Reproduce the complete listing without any deviation.

Data to use ::
########################################
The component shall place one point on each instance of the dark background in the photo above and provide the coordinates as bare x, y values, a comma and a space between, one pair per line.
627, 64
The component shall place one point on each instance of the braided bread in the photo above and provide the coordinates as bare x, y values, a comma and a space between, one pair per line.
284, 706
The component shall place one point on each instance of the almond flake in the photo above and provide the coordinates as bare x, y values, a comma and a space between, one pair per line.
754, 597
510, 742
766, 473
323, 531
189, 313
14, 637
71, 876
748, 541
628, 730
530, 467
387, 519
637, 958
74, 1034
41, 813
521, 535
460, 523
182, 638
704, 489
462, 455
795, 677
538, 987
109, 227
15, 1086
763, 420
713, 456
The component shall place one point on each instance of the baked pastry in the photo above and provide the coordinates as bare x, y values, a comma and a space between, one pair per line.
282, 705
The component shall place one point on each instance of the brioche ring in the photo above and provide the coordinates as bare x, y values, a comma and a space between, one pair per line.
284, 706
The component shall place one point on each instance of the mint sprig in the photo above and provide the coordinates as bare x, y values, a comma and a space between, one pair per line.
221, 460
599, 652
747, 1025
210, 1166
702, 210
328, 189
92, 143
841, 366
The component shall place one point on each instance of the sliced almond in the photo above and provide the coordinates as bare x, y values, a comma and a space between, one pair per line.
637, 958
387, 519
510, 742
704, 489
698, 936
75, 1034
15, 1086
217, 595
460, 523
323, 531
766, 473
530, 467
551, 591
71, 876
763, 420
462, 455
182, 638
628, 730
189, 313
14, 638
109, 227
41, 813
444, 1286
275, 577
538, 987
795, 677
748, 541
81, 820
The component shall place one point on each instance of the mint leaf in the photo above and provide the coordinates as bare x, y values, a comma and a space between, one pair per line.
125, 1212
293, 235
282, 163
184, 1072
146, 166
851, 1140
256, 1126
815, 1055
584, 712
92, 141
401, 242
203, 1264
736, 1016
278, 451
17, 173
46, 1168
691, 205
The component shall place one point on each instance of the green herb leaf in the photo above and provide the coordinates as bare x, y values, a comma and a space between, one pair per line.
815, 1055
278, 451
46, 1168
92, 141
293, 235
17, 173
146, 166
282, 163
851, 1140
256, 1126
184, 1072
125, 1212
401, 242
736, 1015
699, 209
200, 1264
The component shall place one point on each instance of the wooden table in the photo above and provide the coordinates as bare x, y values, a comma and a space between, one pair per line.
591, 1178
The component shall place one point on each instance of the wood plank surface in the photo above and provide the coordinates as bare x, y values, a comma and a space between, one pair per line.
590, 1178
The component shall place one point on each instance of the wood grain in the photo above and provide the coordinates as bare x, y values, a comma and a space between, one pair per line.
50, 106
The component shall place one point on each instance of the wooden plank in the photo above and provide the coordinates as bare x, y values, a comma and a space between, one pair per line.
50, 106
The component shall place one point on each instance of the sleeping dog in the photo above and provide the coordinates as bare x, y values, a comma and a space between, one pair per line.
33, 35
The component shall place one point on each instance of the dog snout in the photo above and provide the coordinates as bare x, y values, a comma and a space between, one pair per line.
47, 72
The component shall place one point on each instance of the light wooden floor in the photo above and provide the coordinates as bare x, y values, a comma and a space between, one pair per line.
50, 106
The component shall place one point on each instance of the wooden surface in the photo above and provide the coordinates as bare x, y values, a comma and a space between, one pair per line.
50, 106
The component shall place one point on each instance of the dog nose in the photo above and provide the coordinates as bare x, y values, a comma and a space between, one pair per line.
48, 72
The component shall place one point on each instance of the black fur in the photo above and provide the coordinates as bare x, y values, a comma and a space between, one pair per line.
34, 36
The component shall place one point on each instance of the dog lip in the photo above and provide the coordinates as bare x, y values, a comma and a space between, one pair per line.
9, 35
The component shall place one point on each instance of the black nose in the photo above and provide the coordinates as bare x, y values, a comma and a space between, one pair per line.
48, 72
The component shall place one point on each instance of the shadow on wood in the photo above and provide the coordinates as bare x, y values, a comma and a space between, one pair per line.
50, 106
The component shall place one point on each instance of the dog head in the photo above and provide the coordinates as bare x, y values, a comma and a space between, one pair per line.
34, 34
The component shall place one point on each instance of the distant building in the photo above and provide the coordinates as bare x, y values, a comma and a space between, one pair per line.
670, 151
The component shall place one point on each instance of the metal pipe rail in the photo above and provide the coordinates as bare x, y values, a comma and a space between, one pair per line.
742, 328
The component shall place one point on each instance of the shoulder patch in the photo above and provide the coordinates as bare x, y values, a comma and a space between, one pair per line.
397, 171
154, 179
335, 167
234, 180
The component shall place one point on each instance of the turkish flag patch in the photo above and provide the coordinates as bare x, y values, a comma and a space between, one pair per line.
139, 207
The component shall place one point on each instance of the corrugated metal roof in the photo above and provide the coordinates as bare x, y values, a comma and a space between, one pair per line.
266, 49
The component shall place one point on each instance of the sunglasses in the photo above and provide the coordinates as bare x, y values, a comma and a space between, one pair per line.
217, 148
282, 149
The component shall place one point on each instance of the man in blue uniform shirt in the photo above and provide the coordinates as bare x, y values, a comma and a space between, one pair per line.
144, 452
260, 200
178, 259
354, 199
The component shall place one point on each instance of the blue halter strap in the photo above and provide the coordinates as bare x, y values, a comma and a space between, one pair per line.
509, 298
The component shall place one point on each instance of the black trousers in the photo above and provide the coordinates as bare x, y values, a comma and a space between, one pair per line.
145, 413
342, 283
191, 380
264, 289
########################################
Exercise response ::
The component shall place one point on each instance of the dark background in the photo above and provide the coordinates as bare x, y values, a comma and a space between, one pair per line.
627, 64
The component shall place one point on each instance of the braided bread in the photo above and provide the coordinates as bare x, y values, a comma and a space between, one pair per line.
284, 706
The component shall place one point on each instance of the almond flake in the photo above and provide the coordinates as bare x, y values, a comma and a space between, one pair per line.
754, 597
510, 742
766, 473
323, 531
189, 313
14, 637
71, 876
748, 541
628, 730
530, 467
387, 519
637, 958
74, 1034
41, 813
521, 535
460, 523
182, 638
704, 489
462, 455
795, 677
538, 987
109, 227
15, 1086
763, 420
713, 456
The component shall place one point on each instance of the baked pastry in the photo above and provide the coordinates as bare x, y values, a comma and a space between, one pair per line.
282, 705
The component shall place one point on each instance of the brioche ring in the photo above and provide the coordinates as bare x, y values, a comma and a space between, one pair per line.
284, 706
The component shall place one point on each instance of the mint sprig in the photo above and provide the coordinates as bare x, y values, a comma and a space between, one pair per line.
221, 460
599, 652
747, 1025
210, 1166
702, 210
328, 189
92, 143
841, 366
The component shall place one point on each instance of the sliced almond in the photo above and provide the coordinates as bare x, y values, a comma and a space between, one pair per line.
637, 958
387, 519
510, 742
704, 489
698, 936
75, 1034
15, 1086
217, 595
460, 523
323, 531
766, 473
530, 467
551, 591
71, 876
763, 420
462, 455
182, 638
628, 730
189, 313
14, 638
109, 227
41, 813
444, 1286
275, 577
538, 987
795, 677
748, 541
81, 820
The component shall place one point on each instance of the mint leaf in the photo above and provide the coordinates as bare x, y values, a comma and a space between, one pair per line.
125, 1212
293, 235
282, 163
184, 1072
146, 166
851, 1140
256, 1126
815, 1055
584, 712
92, 141
401, 242
203, 1264
736, 1016
278, 451
17, 173
46, 1168
691, 205
The component shall place one point on each instance of the green herb leaf in the photo above and provide the coordinates as bare x, y values, a comma and a space between, one pair per line.
815, 1055
278, 451
46, 1168
92, 141
293, 235
17, 173
146, 166
282, 163
851, 1140
256, 1126
184, 1072
125, 1212
401, 242
736, 1015
699, 209
200, 1264
The component shall place one point on each instance of the wooden table in the photo above and provide the coordinates as bare x, y values, a comma and a space between, one pair per line.
591, 1178
The component shall place one point on each instance of the wood plank surface in the photo above and provide the coordinates as bare x, y values, a comma and a space between, one pair per line.
590, 1178
The component shall place one point on each instance of the wood grain in the photo above and provide the coordinates as bare x, y values, a comma and a space between, one pair per line.
50, 106
The component shall place one point on each instance of the wooden plank in the photo above and provide the coordinates as bare x, y values, a comma and a space between, one pair per line.
50, 106
The component shall place one point on each instance of the sleeping dog in the photo above and provide the coordinates as bare x, y values, a comma and a space between, one pair per line.
33, 35
The component shall place one point on each instance of the dog snout in the photo above and provide the coordinates as bare x, y values, a comma and a space between, one pair per line.
47, 72
The component shall place one point on each instance of the light wooden floor in the photo above and provide the coordinates as bare x, y values, a comma and a space between, one pair per line.
50, 106
The component shall place one point on each instance of the wooden surface in the photo above and provide the coordinates as bare x, y values, a comma and a space between, one pair per line.
50, 106
The component shall place one point on each instance of the dog nose in the photo above and provide the coordinates as bare x, y values, a comma and a space between, one pair per line.
48, 72
The component shall place one point on each instance of the black fur in the photo above and provide the coordinates as bare x, y values, a comma and a space between, one pair per line.
34, 36
The component shall place one point on each instance of the dog lip in the photo above and provide the coordinates as bare x, y values, a comma and a space between, one pair per line.
9, 35
The component shall place one point on each instance of the black nose in the photo above and provide the coordinates as bare x, y values, a comma and a space between, one pair per line.
48, 72
The component shall place one point on each instance of the shadow on wood in the photo above and provide the coordinates as bare x, y values, a comma and a space between, one pair per line.
50, 106
The component shall place one point on each instance of the dog head in the photo above and provide the coordinates as bare x, y values, a comma and a space between, one pair per line.
34, 34
The component shall place one point on each instance of the distant building in the photo above and provide the coordinates as bare x, y values, a comma and a space between, one pair per line.
670, 151
The component shall place one point on each instance of the metal pipe rail in the photo above and provide the coordinates as bare x, y values, a comma and a space between, one pair per line.
742, 328
The component shall place one point on each instance of the shoulder patch in the photo above and provide the coordinates as bare x, y values, a comma and a space between, one pair per line.
397, 171
154, 179
335, 167
234, 180
The component shall place one point on each instance of the turkish flag patch in the photo above and provide the coordinates as bare x, y values, a comma and a space between, one pair per line.
139, 207
The component shall place one point on each instance of the corrugated metal roof in the photo above and provide the coordinates as bare x, y values, a comma and a space between, one pair per line.
266, 49
The component shall place one point on each instance of the sunglasses in the photo above and provide the coordinates as bare x, y values, a comma and a space between, one pair per line.
217, 148
282, 149
The component shall place one point on each instance of the man in blue uniform shirt in the photo above and provide the coordinates as bare x, y values, a comma and a space between, one pair per line.
144, 452
260, 200
178, 259
354, 199
The component shall place one point on each instance of the blue halter strap in the photo above and provide the coordinates as bare x, y values, a comma and a space between, one pair per line.
509, 298
The component shall place one point on each instance of the black trousers in the photo above and provide the coordinates as bare x, y values, a comma and a space between, one pair per line.
145, 413
342, 283
191, 380
264, 289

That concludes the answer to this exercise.